DATASET Start Marker

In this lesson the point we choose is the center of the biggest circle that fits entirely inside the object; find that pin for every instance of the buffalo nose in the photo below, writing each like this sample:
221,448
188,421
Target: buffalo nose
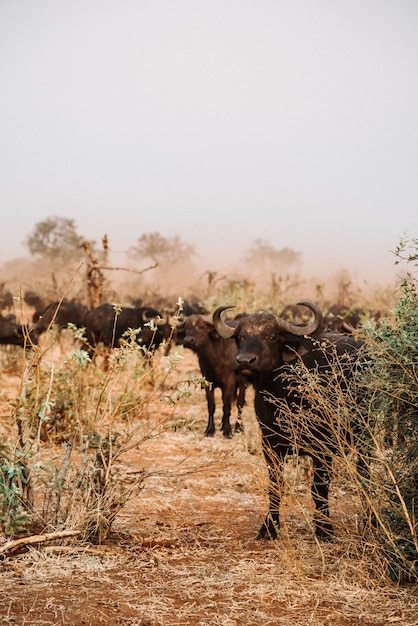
246,360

DATASET End Marker

### ABOUT THIS EXERCISE
When you copy the lines above, drop the pictures and keep everything else exact.

### FINAL ANSWER
In this lesson the point we choose is the center of the biggest circle that fits entirely inside the object; find that pin for every instance of the buffalo nose in the photo below, writing each like this sample:
221,448
188,421
Target: buffalo nose
246,360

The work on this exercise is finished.